Exercise:
Please count the lines below that contain the word "bowl" and give only that number.

Box labels for photos
__________________________________________________

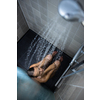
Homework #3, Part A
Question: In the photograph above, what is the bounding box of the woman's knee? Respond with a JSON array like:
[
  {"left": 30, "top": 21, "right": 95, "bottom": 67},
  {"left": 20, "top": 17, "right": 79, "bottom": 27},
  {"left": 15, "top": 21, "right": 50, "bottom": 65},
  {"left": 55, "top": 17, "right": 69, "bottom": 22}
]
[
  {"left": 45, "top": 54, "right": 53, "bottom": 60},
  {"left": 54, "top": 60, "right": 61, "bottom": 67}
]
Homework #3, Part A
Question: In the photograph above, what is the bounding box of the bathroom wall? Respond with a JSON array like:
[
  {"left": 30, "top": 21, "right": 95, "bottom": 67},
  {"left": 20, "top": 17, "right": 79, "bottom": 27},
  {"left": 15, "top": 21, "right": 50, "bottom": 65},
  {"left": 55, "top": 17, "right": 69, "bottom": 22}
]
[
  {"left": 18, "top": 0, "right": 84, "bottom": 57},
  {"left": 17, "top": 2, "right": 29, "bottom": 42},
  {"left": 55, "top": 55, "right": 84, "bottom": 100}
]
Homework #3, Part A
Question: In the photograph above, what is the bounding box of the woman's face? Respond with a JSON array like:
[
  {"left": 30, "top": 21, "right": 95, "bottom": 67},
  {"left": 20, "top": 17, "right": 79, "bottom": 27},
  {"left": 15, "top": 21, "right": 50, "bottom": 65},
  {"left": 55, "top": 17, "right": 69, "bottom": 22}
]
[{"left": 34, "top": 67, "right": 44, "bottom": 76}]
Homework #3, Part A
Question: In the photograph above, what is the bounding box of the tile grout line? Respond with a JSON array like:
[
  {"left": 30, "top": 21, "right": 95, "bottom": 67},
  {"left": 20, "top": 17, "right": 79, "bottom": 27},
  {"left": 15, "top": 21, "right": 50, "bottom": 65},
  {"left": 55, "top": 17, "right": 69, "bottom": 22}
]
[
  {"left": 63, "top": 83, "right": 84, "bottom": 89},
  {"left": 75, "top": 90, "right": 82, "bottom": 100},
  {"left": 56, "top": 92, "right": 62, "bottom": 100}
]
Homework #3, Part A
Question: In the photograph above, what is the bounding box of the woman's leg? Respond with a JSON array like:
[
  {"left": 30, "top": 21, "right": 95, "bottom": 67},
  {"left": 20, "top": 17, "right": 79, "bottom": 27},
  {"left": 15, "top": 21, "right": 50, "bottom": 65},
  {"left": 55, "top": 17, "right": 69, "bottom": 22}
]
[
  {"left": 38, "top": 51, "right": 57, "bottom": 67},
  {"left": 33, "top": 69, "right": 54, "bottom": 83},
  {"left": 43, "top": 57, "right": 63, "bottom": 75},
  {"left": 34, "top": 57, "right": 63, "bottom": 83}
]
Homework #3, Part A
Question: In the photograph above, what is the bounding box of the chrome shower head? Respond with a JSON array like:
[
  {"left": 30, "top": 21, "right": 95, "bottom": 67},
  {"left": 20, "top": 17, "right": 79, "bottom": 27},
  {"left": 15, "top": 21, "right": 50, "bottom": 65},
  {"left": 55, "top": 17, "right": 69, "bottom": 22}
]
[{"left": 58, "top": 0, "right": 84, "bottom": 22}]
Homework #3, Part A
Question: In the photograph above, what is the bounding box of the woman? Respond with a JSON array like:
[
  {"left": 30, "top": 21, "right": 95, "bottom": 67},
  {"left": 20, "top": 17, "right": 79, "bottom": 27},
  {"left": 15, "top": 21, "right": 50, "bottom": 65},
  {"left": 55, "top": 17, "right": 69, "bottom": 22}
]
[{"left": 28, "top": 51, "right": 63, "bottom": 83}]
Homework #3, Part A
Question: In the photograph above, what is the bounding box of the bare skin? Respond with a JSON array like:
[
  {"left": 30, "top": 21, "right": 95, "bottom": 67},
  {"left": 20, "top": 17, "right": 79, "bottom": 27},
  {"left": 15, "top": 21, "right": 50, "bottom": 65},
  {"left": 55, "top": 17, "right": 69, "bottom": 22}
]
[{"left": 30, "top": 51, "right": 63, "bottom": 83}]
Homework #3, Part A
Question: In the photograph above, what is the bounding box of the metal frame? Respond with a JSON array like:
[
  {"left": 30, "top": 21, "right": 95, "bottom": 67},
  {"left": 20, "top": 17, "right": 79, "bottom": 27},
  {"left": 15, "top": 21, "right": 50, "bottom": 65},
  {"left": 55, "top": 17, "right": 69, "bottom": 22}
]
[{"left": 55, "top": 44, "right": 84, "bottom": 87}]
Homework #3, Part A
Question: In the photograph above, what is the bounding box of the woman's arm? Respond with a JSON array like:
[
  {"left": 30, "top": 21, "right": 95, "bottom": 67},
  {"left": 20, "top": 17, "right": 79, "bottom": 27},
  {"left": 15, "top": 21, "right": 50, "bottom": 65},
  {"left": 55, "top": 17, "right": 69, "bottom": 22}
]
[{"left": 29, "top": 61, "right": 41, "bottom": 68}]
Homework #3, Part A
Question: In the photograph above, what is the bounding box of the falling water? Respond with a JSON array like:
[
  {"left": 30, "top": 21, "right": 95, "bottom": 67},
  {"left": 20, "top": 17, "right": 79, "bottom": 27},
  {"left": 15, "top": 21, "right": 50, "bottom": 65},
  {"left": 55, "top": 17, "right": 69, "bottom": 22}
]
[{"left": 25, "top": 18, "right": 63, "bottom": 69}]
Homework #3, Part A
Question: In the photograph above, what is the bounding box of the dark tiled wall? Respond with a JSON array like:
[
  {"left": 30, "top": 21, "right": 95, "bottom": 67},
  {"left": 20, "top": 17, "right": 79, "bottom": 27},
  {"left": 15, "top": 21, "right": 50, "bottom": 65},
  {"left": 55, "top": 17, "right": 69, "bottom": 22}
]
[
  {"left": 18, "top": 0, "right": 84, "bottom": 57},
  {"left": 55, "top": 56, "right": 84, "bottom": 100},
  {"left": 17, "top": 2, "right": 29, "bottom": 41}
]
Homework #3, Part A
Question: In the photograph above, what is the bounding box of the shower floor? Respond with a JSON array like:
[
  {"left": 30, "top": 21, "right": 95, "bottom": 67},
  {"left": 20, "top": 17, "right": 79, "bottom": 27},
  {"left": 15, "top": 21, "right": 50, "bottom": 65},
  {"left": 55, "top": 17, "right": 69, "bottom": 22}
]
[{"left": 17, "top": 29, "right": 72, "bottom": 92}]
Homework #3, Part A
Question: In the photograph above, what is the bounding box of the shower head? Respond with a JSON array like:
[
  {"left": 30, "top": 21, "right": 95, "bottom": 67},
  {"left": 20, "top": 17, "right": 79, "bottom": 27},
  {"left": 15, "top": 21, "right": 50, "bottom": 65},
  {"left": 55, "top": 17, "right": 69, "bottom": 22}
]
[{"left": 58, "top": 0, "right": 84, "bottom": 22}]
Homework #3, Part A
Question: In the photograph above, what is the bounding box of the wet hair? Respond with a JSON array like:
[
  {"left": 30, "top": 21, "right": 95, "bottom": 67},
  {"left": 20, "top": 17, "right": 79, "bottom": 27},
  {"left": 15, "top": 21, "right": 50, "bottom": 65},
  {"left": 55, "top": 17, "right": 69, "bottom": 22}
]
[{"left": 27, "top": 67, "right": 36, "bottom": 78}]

__________________________________________________

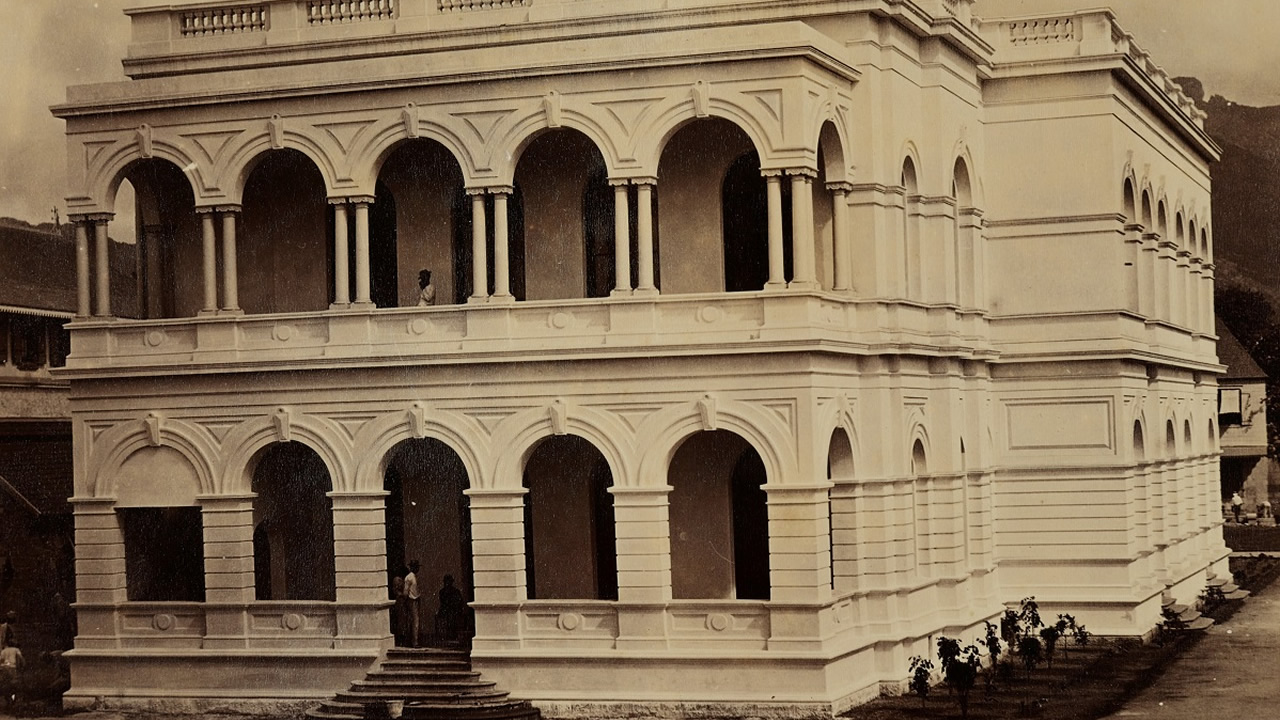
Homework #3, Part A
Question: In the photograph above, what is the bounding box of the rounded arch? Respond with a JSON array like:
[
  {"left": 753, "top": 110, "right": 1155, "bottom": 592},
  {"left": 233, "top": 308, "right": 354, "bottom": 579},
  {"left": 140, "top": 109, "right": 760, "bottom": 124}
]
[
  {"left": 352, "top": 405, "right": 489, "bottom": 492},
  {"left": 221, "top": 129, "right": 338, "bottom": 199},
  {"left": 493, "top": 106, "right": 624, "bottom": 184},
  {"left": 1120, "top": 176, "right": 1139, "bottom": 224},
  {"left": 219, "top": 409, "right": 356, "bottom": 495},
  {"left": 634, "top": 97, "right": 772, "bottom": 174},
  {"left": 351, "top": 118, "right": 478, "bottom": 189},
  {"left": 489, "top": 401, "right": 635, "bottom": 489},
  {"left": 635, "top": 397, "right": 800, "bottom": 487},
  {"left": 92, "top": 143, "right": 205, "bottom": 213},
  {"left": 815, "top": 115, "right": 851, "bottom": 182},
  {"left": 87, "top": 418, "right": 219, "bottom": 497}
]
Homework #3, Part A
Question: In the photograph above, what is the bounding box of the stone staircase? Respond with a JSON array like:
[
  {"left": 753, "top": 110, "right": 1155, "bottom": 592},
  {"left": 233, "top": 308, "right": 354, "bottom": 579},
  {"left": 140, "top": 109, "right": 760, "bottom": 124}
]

__________________________________________________

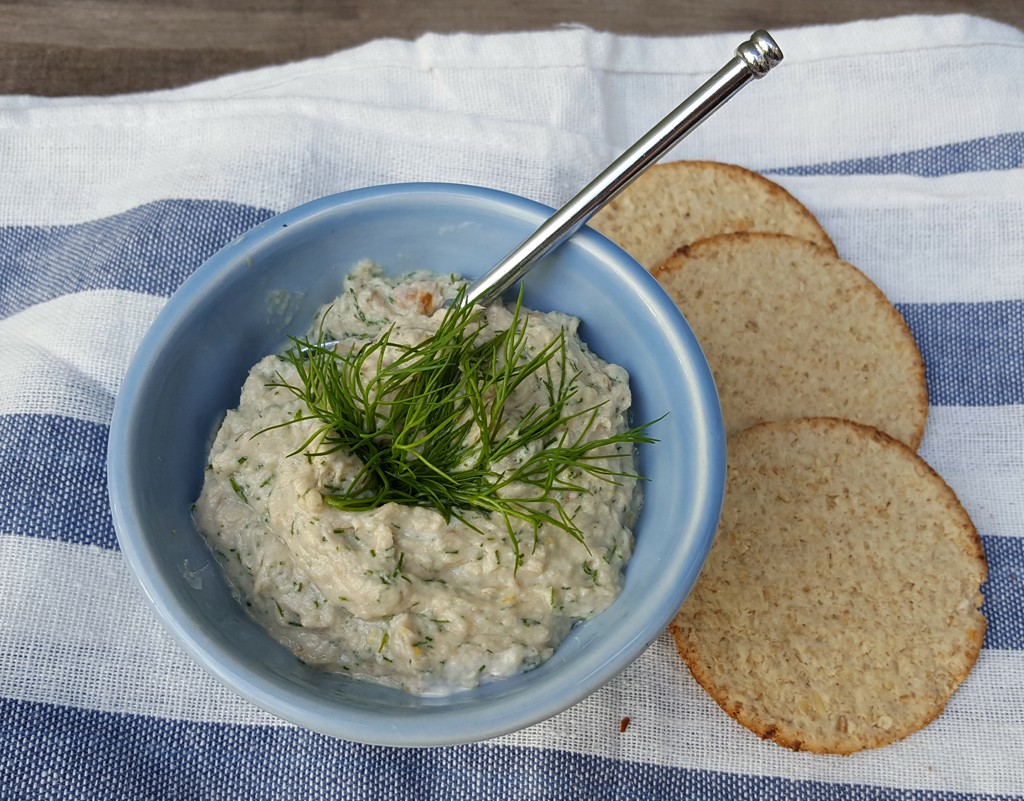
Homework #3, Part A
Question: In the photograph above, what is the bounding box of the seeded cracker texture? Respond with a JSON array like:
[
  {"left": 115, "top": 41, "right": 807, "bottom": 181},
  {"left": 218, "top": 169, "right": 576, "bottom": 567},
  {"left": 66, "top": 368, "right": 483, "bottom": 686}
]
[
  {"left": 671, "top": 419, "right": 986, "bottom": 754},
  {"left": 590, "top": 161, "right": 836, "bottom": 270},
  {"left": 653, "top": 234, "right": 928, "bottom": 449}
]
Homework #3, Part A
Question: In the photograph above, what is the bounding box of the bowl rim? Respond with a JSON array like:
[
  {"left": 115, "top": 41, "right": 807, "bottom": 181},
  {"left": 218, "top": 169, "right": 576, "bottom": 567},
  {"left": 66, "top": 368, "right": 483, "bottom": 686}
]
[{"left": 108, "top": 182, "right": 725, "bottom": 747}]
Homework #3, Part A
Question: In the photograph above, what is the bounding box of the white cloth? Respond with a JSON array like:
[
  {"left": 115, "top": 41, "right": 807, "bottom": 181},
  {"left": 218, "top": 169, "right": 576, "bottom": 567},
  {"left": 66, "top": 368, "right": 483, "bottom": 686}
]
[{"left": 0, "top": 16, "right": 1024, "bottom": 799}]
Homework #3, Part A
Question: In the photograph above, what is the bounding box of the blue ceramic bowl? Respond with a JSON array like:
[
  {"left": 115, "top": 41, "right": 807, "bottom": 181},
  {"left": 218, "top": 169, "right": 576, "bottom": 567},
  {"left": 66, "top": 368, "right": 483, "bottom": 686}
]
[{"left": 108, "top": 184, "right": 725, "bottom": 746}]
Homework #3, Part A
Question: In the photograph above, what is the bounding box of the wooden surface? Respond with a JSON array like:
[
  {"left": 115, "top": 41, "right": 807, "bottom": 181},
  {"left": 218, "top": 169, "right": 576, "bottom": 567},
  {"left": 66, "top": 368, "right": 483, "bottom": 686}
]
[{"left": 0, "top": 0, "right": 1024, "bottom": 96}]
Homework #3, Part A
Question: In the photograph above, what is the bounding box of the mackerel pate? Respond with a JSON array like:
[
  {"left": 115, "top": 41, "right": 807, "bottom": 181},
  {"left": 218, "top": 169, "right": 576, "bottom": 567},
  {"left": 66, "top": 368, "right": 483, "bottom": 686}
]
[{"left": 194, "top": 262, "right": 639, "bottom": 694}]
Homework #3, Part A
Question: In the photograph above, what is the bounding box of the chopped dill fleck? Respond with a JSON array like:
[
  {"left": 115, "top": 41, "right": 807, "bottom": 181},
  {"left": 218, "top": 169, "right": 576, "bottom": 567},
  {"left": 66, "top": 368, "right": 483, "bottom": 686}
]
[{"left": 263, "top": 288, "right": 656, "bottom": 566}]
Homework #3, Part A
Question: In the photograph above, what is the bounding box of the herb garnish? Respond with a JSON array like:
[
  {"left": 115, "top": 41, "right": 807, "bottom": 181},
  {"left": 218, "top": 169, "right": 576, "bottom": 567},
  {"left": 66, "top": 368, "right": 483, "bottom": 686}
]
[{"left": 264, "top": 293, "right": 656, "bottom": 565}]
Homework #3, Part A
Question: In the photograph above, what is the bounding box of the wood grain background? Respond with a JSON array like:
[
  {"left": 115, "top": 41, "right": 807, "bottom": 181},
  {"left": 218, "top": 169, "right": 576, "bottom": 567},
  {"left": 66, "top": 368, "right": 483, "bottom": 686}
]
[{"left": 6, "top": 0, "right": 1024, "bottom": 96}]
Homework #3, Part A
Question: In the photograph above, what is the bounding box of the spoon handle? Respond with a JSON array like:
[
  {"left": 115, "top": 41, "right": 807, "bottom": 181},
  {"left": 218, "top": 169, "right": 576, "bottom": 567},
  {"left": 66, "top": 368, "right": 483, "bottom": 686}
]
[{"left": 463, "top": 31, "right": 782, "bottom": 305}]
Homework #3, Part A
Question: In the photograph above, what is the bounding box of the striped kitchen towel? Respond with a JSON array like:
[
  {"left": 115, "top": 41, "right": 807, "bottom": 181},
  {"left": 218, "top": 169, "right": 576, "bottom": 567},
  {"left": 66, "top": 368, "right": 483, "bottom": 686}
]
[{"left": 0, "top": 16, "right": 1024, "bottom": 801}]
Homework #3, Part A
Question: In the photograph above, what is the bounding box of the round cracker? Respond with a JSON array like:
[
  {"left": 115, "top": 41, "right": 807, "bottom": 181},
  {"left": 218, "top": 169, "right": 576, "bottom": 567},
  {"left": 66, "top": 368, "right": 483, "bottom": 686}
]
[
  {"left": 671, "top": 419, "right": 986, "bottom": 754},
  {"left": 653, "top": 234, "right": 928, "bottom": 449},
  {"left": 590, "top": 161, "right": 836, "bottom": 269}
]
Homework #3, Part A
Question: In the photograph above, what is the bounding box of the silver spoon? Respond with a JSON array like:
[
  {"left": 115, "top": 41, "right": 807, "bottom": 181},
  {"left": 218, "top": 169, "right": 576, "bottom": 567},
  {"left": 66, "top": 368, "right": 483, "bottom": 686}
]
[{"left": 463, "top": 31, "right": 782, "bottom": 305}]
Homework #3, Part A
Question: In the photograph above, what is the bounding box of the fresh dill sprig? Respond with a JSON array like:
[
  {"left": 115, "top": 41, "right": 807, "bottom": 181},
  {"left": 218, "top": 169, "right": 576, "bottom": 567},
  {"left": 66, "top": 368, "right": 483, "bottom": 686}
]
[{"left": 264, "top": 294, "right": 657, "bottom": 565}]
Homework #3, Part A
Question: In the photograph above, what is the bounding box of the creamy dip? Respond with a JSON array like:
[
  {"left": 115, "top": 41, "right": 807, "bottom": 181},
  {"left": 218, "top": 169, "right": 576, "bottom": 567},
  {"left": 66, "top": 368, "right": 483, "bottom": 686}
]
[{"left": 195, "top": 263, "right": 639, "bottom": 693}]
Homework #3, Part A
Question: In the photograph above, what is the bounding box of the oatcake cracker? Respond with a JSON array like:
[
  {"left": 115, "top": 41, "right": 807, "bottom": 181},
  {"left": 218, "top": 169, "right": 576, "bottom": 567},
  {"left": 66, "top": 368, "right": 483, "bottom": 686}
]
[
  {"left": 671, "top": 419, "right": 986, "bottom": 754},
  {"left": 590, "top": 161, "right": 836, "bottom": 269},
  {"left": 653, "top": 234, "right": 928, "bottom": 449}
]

__________________________________________________

Answer to the task:
2